> STUDY MATERIAL:
------------------------------

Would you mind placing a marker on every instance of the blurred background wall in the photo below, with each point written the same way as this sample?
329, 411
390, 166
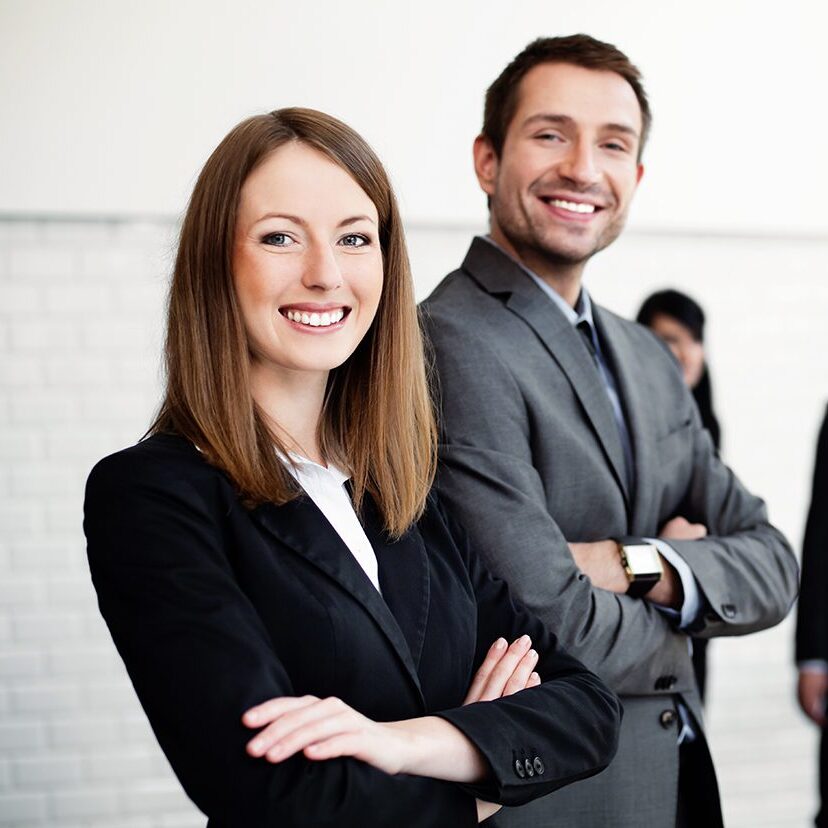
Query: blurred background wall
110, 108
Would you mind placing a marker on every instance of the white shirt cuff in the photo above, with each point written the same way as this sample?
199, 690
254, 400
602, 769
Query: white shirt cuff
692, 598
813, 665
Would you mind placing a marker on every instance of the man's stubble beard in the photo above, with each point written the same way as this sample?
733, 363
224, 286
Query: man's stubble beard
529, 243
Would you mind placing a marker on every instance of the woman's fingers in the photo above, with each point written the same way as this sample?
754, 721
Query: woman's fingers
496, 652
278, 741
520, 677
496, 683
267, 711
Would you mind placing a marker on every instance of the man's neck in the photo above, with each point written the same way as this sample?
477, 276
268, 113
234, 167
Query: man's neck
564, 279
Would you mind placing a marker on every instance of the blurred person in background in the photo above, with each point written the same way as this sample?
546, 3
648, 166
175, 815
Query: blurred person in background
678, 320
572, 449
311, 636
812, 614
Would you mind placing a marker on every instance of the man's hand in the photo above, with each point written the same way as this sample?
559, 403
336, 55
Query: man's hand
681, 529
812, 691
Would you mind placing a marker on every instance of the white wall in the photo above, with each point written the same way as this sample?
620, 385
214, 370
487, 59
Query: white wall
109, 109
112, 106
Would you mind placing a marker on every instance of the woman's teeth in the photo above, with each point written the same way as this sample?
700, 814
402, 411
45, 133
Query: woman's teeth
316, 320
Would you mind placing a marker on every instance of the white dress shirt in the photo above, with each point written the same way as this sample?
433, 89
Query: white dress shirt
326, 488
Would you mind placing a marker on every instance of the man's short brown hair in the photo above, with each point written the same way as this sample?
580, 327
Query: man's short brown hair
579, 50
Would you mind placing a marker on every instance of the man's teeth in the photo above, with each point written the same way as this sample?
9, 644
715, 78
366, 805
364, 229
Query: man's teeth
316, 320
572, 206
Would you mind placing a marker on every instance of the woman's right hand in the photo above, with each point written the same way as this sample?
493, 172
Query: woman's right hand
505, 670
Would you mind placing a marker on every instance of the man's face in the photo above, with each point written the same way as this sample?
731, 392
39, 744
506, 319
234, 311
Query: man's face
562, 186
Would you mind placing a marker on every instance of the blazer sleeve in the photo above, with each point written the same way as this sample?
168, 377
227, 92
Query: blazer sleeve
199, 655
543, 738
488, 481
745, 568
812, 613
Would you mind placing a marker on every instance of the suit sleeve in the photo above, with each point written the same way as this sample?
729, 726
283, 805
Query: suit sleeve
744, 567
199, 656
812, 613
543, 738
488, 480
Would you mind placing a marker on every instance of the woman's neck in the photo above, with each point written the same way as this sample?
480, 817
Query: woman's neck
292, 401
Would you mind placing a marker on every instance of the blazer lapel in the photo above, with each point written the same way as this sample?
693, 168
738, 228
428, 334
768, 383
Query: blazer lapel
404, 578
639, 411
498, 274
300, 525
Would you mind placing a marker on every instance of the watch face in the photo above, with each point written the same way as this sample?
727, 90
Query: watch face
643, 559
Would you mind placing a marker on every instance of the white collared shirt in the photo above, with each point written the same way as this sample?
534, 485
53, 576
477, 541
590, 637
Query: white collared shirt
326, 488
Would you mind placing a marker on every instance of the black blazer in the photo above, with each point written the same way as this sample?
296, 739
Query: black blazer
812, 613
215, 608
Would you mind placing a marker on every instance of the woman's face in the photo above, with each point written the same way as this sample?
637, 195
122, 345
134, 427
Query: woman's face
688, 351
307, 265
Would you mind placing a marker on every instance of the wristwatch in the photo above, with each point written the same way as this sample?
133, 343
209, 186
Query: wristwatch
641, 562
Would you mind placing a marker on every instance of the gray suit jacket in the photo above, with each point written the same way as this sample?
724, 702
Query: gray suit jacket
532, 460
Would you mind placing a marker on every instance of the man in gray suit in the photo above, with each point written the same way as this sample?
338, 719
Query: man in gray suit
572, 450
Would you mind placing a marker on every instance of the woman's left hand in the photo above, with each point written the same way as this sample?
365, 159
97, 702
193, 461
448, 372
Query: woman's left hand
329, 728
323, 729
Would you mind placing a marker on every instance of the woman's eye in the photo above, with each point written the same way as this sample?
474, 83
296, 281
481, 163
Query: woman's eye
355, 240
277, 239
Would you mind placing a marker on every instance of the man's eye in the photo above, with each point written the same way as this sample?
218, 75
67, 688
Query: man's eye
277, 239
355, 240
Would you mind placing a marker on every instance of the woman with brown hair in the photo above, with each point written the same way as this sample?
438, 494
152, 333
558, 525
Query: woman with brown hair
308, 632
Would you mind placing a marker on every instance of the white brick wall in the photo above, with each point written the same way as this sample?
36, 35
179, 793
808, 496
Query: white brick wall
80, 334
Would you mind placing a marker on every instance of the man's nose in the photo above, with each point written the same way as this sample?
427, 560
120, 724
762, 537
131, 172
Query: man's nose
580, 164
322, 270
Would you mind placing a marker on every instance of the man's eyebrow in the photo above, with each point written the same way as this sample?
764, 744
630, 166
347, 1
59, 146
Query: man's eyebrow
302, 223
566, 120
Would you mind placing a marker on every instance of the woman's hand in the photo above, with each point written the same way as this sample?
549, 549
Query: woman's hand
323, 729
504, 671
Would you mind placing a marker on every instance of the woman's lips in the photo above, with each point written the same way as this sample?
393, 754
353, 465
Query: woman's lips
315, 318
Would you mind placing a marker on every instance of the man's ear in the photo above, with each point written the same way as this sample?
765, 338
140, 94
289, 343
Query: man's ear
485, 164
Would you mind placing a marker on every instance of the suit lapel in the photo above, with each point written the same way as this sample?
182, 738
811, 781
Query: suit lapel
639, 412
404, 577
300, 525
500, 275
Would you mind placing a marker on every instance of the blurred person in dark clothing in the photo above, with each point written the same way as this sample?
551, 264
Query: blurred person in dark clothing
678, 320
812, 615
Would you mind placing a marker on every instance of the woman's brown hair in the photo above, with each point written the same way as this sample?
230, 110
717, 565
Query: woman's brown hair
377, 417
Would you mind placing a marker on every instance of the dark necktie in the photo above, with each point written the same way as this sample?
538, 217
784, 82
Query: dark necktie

------------------------------

No picture belongs in the copy; return the rest of the listing exactly.

> ANSWER TO THIS PROBLEM:
Would you mind placing a marker on every instance of the blurred background wall in the photo below, with each point written the same way as this sample?
329, 411
390, 166
Query: blurred background wall
110, 108
Would you mind placing a marker on every instance of the white shirt cuff in the photo above, with each point written the same way as this sample?
199, 690
254, 400
602, 769
Query: white shirt cuff
692, 598
813, 665
Would you mind placing a marker on every instance of the man's stubble beard in the photo above, with each point written the same way as this sample?
733, 363
224, 286
Query: man's stubble beard
529, 243
Would you mind placing a marker on every instance of the woman's fingers in the photo above, with each point written the same way as this sample?
754, 721
Query: woman's fingers
496, 652
278, 741
520, 677
496, 683
267, 711
Would you mind placing a marker on every instance of the man's neck in the photo above, with each point written the same way as this sample?
477, 276
268, 113
234, 167
Query: man's neck
564, 279
Would you mind placing a marker on every instance of the blurred person in background in the photo above, with each point written the same way as this sample?
546, 3
648, 166
175, 815
Query: blurred person in background
678, 320
572, 449
311, 636
812, 614
Would you mind placing a marker on every instance of the man's hand in the photo above, with each point written the same way as this sample?
559, 403
336, 55
Query: man's hand
681, 529
812, 691
Would you mind placing a marker on every instance of the white wall in the photo above, with each point written the same way as this sample?
620, 385
214, 370
487, 59
Query: white wall
109, 109
112, 106
Would you mind placing a marker on every instance of the woman's teeth in the photo above, with each point written the same way as this sample?
700, 814
402, 411
45, 133
Query: woman's teeth
316, 320
Would you mind placing a marker on every instance of the white dress shirt in the photo above, with each point written the same way as this sample?
433, 89
Query: white dress shirt
326, 488
Would you mind placing a marker on every instance of the man's short brown hair in the photo above, with each point written the same way as this sample?
580, 327
Query: man's short brown hair
579, 50
Would you mind placing a marker on every instance of the man's teeth in the photo above, with each point written the same way as this sample?
9, 644
715, 78
366, 805
364, 229
Query: man's teeth
316, 320
572, 206
Would you mind placing a marker on every instance of the woman's right hand in the photo above, with each point written the same way as this sample?
493, 172
Query: woman's right hand
505, 670
Would you mind placing a marker on every instance of the man's face in the photo above, with each point written the same way as this sample?
731, 392
39, 744
506, 319
234, 311
Query: man's face
562, 186
Would you mind placing a marker on every instance of the blazer sleeve in the photo above, with each point written the same way as this sample?
168, 377
227, 92
Query: blazer sleeve
199, 655
543, 738
488, 481
745, 568
812, 613
Would you mind placing a marker on every instance of the suit sleeve in the photo above, with each point written the same way as this sample?
729, 726
283, 805
Query: suit sleeve
744, 567
199, 656
812, 613
543, 738
488, 480
Would you mind placing a marker on every instance of the woman's neck in the photo above, with each point written the same way as this sample?
480, 817
Query: woman's neck
292, 401
Would you mind placing a marker on every instance of the blazer lapel in the photo above, with each point written the same way as this sample?
693, 168
738, 228
428, 334
768, 383
Query: blazer lapel
404, 578
639, 411
498, 274
300, 525
Would you mind placing a marker on every instance of the watch face in the photo above, with each point written the same way as this sample?
727, 90
Query: watch face
643, 559
Would you mind placing a marker on every instance of the white collared shirt in the photo above, with each point written the same way as this sample?
534, 485
53, 576
477, 541
590, 637
Query: white collared shirt
326, 488
Would you mind placing a marker on every instance of the black blazer in the photo above, with each point written the same way as this sample?
296, 739
Query: black blazer
812, 613
215, 608
Would you mind placing a marker on every instance of the woman's face in the photo above, with each point written the same way as this sample?
637, 195
122, 345
134, 427
Query: woman's face
688, 351
307, 265
Would you mind placing a marker on every instance of the wristwatch in the photo above, with each point written the same way as this sample?
133, 343
209, 186
Query: wristwatch
641, 562
Would you mind placing a marker on every instance of the gray suit jacket in the photo above, with each point written the same way as this sample?
724, 702
Query: gray suit jacket
532, 460
Would you mind placing a marker on every instance of the man in gray suit in the photo above, with each point written the same way as this sample?
338, 719
Query: man in gray suit
572, 450
Would you mind placing a marker on every instance of the woman's left hand in the photo above, with each point written the same way as this sample?
365, 159
97, 702
193, 461
448, 372
Query: woman's left hand
329, 728
323, 729
Would you mind placing a marker on every instance of the woman's eye in the photo above, with each point written the same way as this sample?
474, 83
296, 281
481, 163
Query: woman's eye
355, 240
277, 239
Would you mind placing a marker on every instance of the man's eye in the photo above, with each point written the same way as this sample?
218, 75
67, 688
Query: man's eye
277, 239
355, 240
Would you mind placing a marker on every instance of the woman with brown hair in the photo above, with each point written the same way as this sample?
438, 494
152, 333
558, 525
Query: woman with brown hair
308, 632
Would you mind placing a marker on every instance of the white brick wall in the photo above, with each point written the same way as this sample?
36, 35
179, 793
808, 496
Query: white brick wall
80, 334
Would you mind placing a marker on every instance of the man's nose in the photo above, with each point written the same way as this sample?
427, 560
120, 724
762, 537
131, 172
Query: man's nose
580, 164
322, 270
Would you mind placing a marker on every instance of the man's eyebrow in the photo above, with each point written the same way as this sample?
764, 744
630, 166
347, 1
59, 146
Query: man's eyebrow
302, 223
566, 120
Would you mind placing a marker on every instance of the woman's hand in the photo above, with each point written the same way as this sample?
549, 549
Query: woman's hand
323, 729
504, 671
Would you mind placing a marker on every instance of the woman's lips in the photo above, with each point written the same way as this sample?
393, 754
353, 465
Query: woman's lips
315, 318
Would you mind placing a marker on every instance of the man's ear in the photo above, with each point written the same way as this sample?
765, 338
140, 94
289, 343
Query: man's ear
485, 164
Would you mind placing a marker on every instance of the suit lapel in the photo above, with each point written the same way as this sample?
182, 738
811, 781
Query: suit lapel
639, 412
404, 577
300, 525
500, 275
Would you mind placing a marker on every instance of the blurred person in dark clothing in the photo above, with each point written the same way as this sample?
551, 264
Query: blurred person in dark clothing
678, 320
812, 615
Would you mind placing a marker on every instance of the woman's brown hair in the photo above, with each point written the same way as this sample?
230, 110
717, 565
Query: woman's brown hair
377, 417
Would you mind placing a marker on every instance of the dark necktie in the photo above, with each point written the same way as this sample?
538, 217
784, 82
Query: dark necktie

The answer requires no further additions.